Page excerpt →
+--

The PC industry needs to evolve or get ready for extinction

With sales in freefall, there's a great deal of concern about the future of the PC. But unless PC makers are willing to innovate then it's likely that the technology will face extinction over the next decade.
Written by Adrian Kingsley-Hughes, Senior Contributing Editor
The PC industry needs to evolve or face extinction

(Image: file photo)

PC sales are in freefall, and unless PC makers are willing to start innovating, the problem is going to get a whole lot worse.

Rather than bore you with paragraphs of history and analysis, here, in a nutshell, are the problems facing the PC industry:

  • PCs are lasting a long time (and as SSDs replace hard drives, their lifespans are only going to get longer)
  • New releases of Windows aren't driving sales anymore
  • Smartphones and tablets are getting faster and more capable with each passing iteration
  • Smartphones and tablets have taken over many of the tasks that PCs used to do
  • People are finding they can live without a PC (some 20 percent of millennials don't have a PC at all)

+--

Excerpted data →
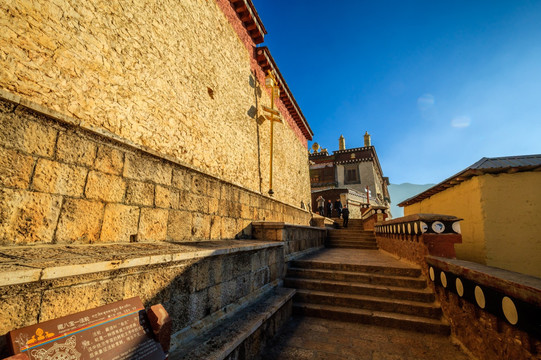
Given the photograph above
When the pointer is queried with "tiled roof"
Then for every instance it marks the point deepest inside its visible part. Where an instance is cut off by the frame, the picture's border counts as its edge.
(507, 164)
(250, 18)
(266, 61)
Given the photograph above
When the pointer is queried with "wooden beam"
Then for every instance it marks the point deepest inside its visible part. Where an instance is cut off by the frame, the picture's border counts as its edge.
(241, 8)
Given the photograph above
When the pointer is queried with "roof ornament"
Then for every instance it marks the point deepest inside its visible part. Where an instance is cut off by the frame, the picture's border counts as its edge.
(341, 143)
(367, 141)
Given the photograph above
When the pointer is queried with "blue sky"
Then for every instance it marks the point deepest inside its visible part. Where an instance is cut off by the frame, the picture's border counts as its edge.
(438, 84)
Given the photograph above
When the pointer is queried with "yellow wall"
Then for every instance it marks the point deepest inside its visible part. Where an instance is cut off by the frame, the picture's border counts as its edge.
(463, 201)
(172, 76)
(512, 204)
(501, 213)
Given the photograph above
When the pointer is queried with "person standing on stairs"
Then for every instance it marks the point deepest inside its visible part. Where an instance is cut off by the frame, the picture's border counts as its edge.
(321, 205)
(329, 208)
(338, 207)
(345, 215)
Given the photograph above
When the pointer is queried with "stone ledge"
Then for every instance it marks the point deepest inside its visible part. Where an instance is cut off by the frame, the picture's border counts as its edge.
(520, 286)
(71, 121)
(228, 335)
(281, 225)
(25, 264)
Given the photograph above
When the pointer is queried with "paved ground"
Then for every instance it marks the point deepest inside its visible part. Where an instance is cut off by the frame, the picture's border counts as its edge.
(312, 338)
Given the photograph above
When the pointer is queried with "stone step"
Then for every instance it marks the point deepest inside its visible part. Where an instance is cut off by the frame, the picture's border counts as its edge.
(352, 242)
(428, 310)
(249, 328)
(351, 230)
(372, 269)
(369, 278)
(350, 236)
(380, 318)
(353, 246)
(346, 287)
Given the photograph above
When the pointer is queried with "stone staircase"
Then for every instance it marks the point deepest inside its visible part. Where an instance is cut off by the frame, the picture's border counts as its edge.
(376, 294)
(352, 237)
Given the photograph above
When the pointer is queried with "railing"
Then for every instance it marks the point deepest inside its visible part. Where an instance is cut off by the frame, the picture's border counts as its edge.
(374, 215)
(415, 236)
(495, 313)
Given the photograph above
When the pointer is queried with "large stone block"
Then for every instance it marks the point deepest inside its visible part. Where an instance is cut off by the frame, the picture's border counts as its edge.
(215, 227)
(164, 197)
(179, 225)
(63, 301)
(229, 228)
(15, 168)
(196, 203)
(75, 149)
(58, 178)
(119, 223)
(153, 225)
(105, 187)
(199, 185)
(28, 217)
(213, 189)
(146, 169)
(198, 305)
(109, 160)
(19, 310)
(182, 179)
(140, 193)
(16, 131)
(200, 226)
(80, 221)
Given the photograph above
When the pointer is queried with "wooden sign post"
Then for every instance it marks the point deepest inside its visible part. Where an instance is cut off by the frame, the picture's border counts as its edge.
(118, 331)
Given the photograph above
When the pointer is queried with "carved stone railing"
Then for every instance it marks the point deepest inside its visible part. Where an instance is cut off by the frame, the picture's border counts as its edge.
(415, 236)
(495, 313)
(374, 215)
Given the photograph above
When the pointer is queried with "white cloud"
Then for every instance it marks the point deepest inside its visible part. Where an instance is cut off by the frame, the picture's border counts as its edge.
(461, 122)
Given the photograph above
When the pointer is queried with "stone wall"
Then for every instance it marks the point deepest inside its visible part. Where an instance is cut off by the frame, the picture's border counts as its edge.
(493, 312)
(297, 240)
(498, 210)
(197, 284)
(61, 184)
(177, 78)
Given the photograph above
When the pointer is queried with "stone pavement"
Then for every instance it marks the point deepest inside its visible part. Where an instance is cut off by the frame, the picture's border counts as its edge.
(313, 338)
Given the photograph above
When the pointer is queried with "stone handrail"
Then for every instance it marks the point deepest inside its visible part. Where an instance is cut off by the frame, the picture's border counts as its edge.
(492, 311)
(373, 215)
(415, 236)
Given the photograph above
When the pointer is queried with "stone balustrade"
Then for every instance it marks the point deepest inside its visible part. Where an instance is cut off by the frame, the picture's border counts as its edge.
(374, 215)
(495, 313)
(415, 236)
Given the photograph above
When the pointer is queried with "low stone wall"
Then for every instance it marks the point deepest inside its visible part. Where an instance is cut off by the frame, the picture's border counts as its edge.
(374, 215)
(298, 240)
(495, 313)
(413, 237)
(462, 287)
(62, 184)
(197, 284)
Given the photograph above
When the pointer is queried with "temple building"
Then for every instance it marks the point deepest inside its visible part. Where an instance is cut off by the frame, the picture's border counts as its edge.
(352, 175)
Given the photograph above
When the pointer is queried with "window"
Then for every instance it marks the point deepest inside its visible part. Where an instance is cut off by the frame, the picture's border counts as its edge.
(351, 175)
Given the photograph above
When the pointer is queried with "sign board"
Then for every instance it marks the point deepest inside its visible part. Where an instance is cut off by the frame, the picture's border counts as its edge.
(118, 331)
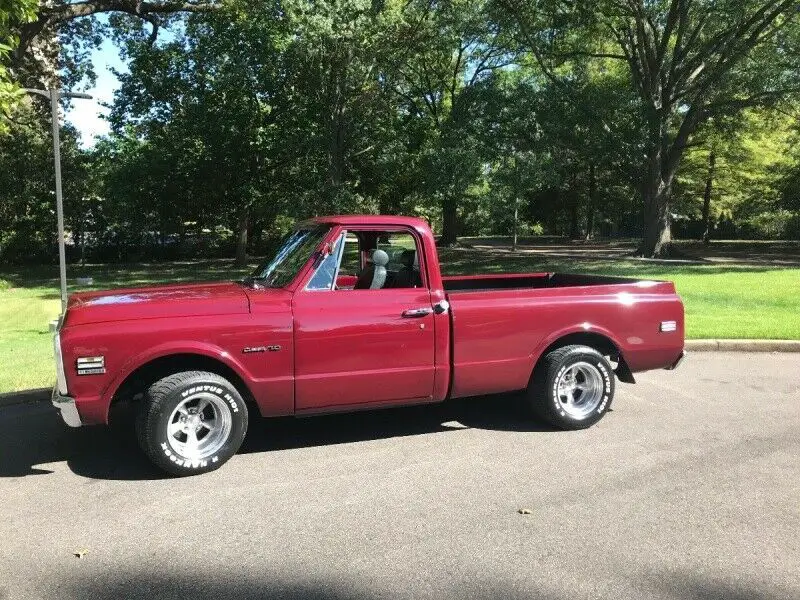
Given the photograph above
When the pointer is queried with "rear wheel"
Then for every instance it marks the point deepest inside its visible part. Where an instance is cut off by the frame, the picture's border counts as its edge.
(191, 422)
(572, 387)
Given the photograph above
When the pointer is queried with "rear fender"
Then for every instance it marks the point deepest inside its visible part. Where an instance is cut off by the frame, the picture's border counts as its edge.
(584, 329)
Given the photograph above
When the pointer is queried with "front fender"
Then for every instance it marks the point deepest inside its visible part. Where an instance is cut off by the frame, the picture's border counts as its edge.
(172, 348)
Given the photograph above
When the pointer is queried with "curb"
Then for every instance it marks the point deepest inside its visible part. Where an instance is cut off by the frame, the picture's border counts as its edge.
(742, 345)
(25, 397)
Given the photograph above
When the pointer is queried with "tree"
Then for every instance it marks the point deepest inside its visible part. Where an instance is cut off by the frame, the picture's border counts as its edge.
(11, 15)
(688, 61)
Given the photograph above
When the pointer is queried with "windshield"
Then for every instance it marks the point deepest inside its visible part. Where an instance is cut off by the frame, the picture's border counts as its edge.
(293, 253)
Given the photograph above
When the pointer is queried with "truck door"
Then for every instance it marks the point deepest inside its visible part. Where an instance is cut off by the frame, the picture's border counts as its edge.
(372, 343)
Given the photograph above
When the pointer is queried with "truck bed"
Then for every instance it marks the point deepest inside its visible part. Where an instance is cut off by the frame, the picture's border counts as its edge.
(502, 324)
(476, 283)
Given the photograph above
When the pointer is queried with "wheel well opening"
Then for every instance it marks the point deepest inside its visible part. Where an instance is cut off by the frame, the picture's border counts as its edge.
(597, 341)
(137, 382)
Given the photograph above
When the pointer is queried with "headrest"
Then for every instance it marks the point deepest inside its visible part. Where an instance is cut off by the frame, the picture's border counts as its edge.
(380, 258)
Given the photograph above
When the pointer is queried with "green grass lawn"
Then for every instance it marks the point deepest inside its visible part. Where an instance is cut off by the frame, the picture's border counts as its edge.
(722, 301)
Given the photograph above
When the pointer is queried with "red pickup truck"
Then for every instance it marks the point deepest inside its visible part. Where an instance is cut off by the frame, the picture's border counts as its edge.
(352, 312)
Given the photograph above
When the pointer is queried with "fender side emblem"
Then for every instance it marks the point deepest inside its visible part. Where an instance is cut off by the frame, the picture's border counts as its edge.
(251, 349)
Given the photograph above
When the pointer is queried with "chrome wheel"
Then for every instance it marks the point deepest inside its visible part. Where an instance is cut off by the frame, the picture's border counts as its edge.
(580, 389)
(199, 426)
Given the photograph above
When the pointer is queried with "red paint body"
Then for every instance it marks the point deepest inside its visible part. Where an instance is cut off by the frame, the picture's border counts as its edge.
(352, 349)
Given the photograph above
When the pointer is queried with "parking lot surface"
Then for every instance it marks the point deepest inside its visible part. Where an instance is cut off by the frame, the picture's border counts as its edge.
(690, 488)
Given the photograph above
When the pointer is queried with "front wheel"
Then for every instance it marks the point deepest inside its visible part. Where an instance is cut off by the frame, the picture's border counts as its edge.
(191, 422)
(572, 387)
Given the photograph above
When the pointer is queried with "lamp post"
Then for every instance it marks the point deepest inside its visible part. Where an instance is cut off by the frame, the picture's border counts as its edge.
(55, 95)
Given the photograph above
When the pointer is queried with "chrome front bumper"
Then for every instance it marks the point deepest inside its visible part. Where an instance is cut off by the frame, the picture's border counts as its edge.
(67, 408)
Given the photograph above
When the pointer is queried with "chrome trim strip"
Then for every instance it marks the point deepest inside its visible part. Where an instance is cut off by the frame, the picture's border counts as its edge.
(61, 378)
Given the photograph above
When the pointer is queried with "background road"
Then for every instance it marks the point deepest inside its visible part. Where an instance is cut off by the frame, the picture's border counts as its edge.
(690, 488)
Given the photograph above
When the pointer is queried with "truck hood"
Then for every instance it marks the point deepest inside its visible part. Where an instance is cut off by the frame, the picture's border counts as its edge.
(168, 301)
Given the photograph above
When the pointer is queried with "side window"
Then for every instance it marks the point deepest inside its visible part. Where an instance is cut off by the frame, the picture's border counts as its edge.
(370, 260)
(351, 257)
(326, 272)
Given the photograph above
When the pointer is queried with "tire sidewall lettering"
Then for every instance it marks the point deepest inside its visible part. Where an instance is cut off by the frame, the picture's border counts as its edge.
(186, 462)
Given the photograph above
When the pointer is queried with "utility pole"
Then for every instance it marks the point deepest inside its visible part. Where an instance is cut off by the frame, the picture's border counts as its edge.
(54, 95)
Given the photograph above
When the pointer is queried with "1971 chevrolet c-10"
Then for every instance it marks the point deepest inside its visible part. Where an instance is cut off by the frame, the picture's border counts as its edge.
(352, 313)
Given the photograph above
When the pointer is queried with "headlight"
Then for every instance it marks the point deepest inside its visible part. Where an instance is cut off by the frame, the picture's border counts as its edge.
(61, 380)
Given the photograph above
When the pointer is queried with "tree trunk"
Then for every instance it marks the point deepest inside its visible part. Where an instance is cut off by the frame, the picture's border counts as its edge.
(449, 221)
(590, 206)
(712, 164)
(656, 192)
(242, 224)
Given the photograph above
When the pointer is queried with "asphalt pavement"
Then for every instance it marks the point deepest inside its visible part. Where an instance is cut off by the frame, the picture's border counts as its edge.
(689, 489)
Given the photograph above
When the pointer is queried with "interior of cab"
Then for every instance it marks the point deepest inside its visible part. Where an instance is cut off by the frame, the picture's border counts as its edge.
(372, 260)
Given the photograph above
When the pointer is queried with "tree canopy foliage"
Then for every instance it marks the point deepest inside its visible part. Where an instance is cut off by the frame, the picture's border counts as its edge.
(627, 117)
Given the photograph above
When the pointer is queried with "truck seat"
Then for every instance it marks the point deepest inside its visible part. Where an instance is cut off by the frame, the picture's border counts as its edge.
(374, 274)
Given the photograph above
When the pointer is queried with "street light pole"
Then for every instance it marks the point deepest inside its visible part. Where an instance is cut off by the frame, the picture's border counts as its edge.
(54, 95)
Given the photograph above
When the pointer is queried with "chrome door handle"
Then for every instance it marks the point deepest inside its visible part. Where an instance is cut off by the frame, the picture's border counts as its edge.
(415, 313)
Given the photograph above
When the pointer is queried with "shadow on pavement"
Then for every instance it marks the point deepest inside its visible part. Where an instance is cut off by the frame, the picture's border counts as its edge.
(238, 584)
(34, 435)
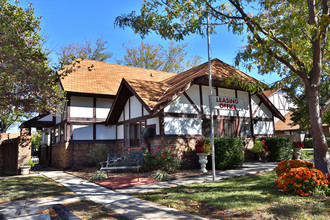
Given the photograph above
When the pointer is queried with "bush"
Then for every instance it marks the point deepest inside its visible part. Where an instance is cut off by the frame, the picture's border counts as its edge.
(160, 175)
(308, 142)
(98, 153)
(228, 152)
(98, 175)
(299, 177)
(280, 148)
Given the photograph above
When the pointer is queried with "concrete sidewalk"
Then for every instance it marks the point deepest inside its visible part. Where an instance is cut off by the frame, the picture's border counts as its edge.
(120, 201)
(246, 169)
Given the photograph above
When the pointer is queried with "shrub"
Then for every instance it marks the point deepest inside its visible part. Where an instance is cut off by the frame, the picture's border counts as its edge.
(98, 175)
(160, 175)
(303, 181)
(98, 153)
(228, 152)
(167, 159)
(280, 148)
(308, 142)
(285, 165)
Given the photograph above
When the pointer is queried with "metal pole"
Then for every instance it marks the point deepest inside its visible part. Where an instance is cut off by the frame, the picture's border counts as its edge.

+--

Set of tasks →
1 - In the article on the PC industry, what share of millennials are said to have no PC at all?
2 - Reproduce the stretch of the article on the PC industry from "With sales in" through "to get longer)".
The records play no part here.

Answers provided →
1 - Some 20 percent.

2 -
With sales in freefall, there's a great deal of concern about the future of the PC. But unless PC makers are willing to innovate then it's likely that the technology will face extinction over the next decade.
Written by Adrian Kingsley-Hughes, Senior Contributing Editor
The PC industry needs to evolve or face extinction

(Image: file photo)

PC sales are in freefall, and unless PC makers are willing to start innovating, the problem is going to get a whole lot worse.

Rather than bore you with paragraphs of history and analysis, here, in a nutshell, are the problems facing the PC industry:

  • PCs are lasting a long time (and as SSDs replace hard drives, their lifespans are only going to get longer)